*WHAT TO PRODUCE*
Identify each line below that contains the word "yellow", and copy it out.

*Point-per-instance localization data*
# # # # # # #
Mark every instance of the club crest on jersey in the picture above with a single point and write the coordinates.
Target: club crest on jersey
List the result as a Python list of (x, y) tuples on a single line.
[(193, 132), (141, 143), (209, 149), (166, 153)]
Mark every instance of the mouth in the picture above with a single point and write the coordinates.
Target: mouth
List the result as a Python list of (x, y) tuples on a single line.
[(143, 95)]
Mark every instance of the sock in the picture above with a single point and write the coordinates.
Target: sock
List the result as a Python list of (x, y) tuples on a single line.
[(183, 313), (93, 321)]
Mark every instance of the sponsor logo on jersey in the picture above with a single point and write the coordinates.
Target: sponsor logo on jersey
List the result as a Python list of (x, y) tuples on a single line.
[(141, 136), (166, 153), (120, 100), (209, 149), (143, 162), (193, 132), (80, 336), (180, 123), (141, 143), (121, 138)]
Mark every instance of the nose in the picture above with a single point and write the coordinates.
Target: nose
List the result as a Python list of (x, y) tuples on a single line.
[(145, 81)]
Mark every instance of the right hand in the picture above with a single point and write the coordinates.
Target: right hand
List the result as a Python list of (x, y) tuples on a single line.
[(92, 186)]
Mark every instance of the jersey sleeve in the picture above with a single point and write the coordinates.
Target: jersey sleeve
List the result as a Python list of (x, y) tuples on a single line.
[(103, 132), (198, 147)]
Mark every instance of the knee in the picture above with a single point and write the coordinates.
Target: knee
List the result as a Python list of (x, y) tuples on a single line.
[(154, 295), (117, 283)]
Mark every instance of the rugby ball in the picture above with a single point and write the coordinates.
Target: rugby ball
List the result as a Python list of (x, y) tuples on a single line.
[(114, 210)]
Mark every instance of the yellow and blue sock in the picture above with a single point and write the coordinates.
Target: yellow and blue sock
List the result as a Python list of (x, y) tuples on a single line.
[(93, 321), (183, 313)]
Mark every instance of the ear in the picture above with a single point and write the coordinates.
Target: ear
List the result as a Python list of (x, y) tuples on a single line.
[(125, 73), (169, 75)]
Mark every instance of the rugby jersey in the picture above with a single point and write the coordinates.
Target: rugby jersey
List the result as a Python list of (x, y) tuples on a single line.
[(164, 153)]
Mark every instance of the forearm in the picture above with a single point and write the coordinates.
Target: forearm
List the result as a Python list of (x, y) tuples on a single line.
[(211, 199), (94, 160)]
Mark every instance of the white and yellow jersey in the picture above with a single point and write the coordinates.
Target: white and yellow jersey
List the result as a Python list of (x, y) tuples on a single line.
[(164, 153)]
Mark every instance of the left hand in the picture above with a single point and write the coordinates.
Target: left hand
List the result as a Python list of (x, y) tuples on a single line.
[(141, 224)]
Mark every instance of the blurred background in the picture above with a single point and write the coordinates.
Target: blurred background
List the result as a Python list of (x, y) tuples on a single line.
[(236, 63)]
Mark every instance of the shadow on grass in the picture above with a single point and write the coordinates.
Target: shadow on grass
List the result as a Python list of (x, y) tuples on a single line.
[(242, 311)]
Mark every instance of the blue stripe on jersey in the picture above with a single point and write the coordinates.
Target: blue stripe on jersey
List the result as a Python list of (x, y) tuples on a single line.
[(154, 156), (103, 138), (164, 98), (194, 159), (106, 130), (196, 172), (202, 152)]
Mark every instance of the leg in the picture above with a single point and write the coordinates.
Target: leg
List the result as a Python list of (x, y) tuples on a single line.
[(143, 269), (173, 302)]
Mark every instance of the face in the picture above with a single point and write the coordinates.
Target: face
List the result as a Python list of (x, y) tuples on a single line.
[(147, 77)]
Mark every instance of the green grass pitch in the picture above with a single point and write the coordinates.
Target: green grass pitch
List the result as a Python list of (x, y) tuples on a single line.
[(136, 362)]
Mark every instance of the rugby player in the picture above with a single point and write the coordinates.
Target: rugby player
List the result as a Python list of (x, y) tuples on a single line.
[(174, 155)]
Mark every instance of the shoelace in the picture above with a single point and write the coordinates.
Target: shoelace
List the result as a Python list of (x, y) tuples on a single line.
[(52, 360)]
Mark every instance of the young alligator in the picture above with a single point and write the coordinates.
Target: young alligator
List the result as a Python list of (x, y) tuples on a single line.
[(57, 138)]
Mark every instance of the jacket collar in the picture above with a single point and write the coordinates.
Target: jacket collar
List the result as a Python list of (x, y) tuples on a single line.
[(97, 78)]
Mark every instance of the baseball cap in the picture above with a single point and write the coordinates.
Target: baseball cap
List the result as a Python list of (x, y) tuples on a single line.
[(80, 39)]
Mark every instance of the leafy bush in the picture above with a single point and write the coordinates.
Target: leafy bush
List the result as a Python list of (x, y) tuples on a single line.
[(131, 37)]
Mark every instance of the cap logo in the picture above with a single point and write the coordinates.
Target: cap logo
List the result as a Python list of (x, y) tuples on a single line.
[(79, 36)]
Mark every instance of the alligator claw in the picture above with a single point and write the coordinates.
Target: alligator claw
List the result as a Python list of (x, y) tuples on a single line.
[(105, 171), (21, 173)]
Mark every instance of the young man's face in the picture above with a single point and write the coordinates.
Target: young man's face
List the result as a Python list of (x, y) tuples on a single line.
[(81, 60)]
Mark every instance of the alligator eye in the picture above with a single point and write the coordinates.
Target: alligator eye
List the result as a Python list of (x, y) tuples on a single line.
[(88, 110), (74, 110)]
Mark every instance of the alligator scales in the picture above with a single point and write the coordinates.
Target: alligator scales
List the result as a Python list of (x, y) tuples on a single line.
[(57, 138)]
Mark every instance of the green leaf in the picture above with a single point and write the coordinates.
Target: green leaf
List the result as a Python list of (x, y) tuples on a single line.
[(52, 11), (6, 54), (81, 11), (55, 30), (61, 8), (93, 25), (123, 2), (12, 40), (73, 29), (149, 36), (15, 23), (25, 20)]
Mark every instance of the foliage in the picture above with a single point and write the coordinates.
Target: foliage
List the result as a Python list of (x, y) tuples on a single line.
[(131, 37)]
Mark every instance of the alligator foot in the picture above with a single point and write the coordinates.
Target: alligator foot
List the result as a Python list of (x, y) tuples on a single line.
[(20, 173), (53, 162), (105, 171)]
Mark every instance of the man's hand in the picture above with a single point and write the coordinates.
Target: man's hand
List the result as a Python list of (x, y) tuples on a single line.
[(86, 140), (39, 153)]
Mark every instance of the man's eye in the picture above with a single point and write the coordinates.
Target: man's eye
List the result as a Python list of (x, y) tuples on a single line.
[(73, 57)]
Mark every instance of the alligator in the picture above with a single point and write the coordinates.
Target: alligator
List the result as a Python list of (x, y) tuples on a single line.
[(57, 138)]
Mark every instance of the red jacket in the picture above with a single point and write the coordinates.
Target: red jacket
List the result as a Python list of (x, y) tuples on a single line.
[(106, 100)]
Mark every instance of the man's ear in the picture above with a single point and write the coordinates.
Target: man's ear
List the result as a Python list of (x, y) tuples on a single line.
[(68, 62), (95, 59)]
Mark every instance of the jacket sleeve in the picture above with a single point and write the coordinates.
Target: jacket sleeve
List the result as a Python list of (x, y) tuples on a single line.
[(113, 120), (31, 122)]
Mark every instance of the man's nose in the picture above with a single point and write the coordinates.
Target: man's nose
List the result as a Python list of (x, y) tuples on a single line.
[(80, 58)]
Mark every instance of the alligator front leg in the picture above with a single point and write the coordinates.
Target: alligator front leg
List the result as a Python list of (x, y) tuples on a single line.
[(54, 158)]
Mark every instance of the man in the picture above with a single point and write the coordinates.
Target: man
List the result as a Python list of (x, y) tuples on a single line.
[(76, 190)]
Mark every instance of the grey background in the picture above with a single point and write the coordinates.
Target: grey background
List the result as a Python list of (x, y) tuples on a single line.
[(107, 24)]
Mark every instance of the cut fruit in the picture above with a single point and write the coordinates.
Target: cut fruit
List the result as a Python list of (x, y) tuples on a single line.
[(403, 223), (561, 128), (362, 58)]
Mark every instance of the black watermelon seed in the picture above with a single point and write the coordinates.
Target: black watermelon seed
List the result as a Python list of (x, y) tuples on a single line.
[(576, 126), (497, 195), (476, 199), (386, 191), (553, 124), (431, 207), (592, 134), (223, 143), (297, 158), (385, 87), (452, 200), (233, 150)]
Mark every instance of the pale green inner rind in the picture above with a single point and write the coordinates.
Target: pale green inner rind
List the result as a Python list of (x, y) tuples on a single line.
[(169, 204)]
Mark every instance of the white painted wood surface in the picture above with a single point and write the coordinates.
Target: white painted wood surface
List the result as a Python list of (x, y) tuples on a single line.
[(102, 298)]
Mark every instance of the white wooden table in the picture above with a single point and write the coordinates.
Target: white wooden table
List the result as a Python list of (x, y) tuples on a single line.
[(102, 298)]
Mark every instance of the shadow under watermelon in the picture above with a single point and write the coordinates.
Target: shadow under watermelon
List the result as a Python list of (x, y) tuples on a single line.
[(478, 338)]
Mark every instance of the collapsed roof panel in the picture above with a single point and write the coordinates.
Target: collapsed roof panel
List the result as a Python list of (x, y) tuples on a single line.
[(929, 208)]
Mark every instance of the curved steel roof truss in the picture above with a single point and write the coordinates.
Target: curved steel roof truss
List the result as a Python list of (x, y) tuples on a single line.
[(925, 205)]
# # # # # # #
*RESPONSE*
Mark every instance of the yellow and blue sock in the picture above with a single point and write the coordinates.
Target: yellow and blue sock
Mark every instance of the white and yellow jersey in the picture above with a single point and write the coordinates.
Target: white and yellow jersey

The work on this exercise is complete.